### Stated goal 1:
Repeat the following entries verbatim. Begin at the line that has "[tag] metal flagpole" and stop after the line that has "Target: metal flagpole".

### Text block:

· · · ·

Addressing the sea of faces in Washington, Saperstein challenged listeners to realize these goals.

"An 'A' for effort doesn't do it," he said. "Your legacies and ours will be measured not by efforts alone but by whether, in the end, we stop or fail to stop this genocide."

On Monday morning, volunteer lobbyists descended on Capitol Hill seeking intervention to stop the genocide. Meanwhile, the Million Voices for Darfur campaign, also launched by the Save Darfur Coalition, deluged the White House on Sunday with one million handwritten and electronic postcards. The cards urged President George Bush to use "the power of your office to support a stronger multi-national force to protect the civilians of Darfur."

Bush met with representatives of the Save Darfur Coalition last Friday. In a press conference afterward, he called upon the government of Sudan to allow the UN to send in another 20,000 peacekeepers. "We're very serious about getting this problem solved," he said.

What was the turnout for Sunday's rally?

Rally director Chuck Thies estimated the day's turnout at roughly 75,000 people.

Participants came from more than 90 synagogues in Washington. One hundred buses came from New York City, up to 25 from Boston. Other substantial contingents came from Philadelphia, Baltimore, New Jersey, and the New York City suburbs.

· · · ·

[Point labels for objects]

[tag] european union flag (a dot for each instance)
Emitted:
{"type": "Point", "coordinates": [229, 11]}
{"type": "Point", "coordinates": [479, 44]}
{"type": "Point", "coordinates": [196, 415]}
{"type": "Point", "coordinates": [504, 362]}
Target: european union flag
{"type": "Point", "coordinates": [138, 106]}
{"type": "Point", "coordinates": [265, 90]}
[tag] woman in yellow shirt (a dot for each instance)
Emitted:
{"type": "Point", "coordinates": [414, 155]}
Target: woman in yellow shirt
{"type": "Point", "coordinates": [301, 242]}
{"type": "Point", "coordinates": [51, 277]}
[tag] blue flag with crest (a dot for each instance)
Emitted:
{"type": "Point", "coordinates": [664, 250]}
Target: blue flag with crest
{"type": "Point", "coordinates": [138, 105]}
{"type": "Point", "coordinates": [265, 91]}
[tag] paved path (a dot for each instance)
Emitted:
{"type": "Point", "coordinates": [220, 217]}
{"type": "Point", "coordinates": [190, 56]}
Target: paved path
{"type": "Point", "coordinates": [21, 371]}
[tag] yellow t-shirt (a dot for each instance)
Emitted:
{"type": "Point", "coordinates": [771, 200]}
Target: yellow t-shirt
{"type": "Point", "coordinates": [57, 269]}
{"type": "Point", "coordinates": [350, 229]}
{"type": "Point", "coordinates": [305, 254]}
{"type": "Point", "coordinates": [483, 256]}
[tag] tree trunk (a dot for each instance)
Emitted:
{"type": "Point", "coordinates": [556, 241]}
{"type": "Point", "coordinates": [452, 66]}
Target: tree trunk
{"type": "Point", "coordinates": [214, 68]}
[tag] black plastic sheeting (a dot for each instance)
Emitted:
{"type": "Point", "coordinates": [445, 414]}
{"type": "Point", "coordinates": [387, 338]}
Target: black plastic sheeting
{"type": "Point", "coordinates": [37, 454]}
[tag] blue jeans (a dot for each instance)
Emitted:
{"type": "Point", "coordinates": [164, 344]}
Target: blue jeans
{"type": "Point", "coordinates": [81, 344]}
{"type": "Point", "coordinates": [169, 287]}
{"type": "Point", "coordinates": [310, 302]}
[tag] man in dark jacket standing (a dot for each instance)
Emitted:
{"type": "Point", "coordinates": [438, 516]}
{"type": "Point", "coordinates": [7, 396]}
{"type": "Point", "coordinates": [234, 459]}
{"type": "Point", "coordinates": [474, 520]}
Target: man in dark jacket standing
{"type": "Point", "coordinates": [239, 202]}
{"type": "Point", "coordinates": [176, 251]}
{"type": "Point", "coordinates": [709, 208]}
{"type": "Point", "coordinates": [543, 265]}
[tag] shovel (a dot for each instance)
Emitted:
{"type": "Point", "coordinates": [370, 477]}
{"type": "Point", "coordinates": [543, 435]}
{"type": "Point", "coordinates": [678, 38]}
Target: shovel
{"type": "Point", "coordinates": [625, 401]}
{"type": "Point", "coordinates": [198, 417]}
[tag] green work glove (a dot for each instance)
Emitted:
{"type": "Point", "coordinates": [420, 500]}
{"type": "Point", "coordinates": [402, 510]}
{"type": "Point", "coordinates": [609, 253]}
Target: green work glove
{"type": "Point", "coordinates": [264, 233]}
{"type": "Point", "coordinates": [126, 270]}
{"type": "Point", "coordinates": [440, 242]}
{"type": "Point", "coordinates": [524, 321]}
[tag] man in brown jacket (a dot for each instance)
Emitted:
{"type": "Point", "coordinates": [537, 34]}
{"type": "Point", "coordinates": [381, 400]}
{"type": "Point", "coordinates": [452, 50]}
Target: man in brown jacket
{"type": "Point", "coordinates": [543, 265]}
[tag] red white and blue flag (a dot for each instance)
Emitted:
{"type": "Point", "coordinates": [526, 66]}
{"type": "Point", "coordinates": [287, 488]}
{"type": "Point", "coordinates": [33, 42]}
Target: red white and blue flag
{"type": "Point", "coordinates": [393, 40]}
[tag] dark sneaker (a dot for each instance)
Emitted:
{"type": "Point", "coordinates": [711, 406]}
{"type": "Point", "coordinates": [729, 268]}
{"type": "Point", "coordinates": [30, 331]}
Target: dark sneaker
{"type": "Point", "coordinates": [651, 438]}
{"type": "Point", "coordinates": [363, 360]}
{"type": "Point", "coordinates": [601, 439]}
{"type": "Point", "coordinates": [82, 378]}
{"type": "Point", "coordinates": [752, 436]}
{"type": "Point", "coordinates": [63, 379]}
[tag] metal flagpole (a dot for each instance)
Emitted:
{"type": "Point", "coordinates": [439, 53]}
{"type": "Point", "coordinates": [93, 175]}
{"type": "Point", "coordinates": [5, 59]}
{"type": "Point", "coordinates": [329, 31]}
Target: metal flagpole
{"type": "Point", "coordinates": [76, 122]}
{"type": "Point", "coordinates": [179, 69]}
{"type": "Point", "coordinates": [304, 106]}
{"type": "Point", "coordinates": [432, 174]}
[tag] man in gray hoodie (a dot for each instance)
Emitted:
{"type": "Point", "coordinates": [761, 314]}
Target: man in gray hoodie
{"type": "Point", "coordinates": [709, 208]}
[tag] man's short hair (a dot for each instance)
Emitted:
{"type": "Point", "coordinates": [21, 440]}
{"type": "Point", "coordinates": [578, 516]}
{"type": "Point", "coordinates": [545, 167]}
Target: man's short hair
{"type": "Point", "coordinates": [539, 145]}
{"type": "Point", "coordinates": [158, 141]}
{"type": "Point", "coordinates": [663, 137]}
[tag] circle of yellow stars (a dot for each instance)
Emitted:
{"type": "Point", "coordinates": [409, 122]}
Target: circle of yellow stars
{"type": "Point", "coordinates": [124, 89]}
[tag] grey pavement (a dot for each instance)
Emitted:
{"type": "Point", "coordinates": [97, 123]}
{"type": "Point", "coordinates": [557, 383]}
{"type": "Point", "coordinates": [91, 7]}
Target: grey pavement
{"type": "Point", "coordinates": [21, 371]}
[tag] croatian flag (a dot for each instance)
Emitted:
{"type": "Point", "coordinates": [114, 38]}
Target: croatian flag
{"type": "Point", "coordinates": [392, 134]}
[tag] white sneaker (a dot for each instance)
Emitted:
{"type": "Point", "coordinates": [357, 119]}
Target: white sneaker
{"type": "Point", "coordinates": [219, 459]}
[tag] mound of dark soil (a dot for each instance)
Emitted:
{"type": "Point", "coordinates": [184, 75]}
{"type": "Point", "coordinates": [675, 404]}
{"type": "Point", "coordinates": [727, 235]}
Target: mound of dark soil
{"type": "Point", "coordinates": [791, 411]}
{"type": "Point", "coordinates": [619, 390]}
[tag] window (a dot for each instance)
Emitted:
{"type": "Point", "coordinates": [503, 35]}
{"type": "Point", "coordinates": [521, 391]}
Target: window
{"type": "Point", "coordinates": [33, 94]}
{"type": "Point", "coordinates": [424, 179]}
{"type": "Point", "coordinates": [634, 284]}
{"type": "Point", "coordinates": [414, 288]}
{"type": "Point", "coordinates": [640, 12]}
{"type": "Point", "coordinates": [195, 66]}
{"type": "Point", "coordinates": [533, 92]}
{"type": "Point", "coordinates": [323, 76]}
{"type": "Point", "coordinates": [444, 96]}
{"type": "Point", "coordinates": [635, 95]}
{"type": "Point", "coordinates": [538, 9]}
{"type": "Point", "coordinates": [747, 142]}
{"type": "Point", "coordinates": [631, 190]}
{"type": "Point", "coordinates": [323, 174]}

· · · ·

### Stated goal 2:
Carry on the article about the Save Darfur rally in Washington from the point where it stops.

### Written response 1:
[tag] metal flagpole (a dot for each instance)
Emitted:
{"type": "Point", "coordinates": [439, 53]}
{"type": "Point", "coordinates": [93, 175]}
{"type": "Point", "coordinates": [5, 59]}
{"type": "Point", "coordinates": [329, 31]}
Target: metal flagpole

### Written response 2:
Is this a "Jewish" issue?

Activism on Darfur has been a rallying cry among socially conscious Jews for months, in part as a reaction to U.S. inaction during the Holocaust. In February, the issue topped the agenda of the Jewish Council for Public Affairs' annual plenum, which sets national priorities for local Jewish community relations councils.

The American Jewish World Service has taken a lead role in the effort, with its head, Ruth Messinger, making two trips to Darfur. The U.S. Holocaust Memorial Museum issued a genocide alert for Darfur even before the government did. The AJWS and the museum formed the Save Darfur Coalition in 2004.

How involved are other faith and ethnic communities?

Among the organizations on the Save Darfur Coalition's 11-member steering committee are the American Society for Muslim Advancement, National Association of Evangelicals, National Council of Churches of Christ in the USA, and the United States Conference of Catholic Bishops. Last week the Forward reported that black churches in Washington had mounted a participation drive, Presbyterian churches in New York directed congregants to buses charted by the Manhattan JCC, and black ministers have partnered with the Jewish Community Relations Council of Greater Boston. Still, many in the Jewish community took note of the disproportionate Jewish presence among organizers and rally participants. "I wish the Jewish community weren't the only ones and that we weren't alone," Renee Chelm, a volunteer with Cleveland's Jewish federation, said Sunday.

The Washington rally wasn't the only such event on Sunday, though it was by far the largest. Other rallies were staged in Somerville, NJ; Portland and Eugene, Ore.; St. Paul, Minn.; Austin, Texas; Tucson and Prescott, Ariz.; Boca Raton, Fla.; San Francisco; Seattle; Toronto; and Boulder, Colo.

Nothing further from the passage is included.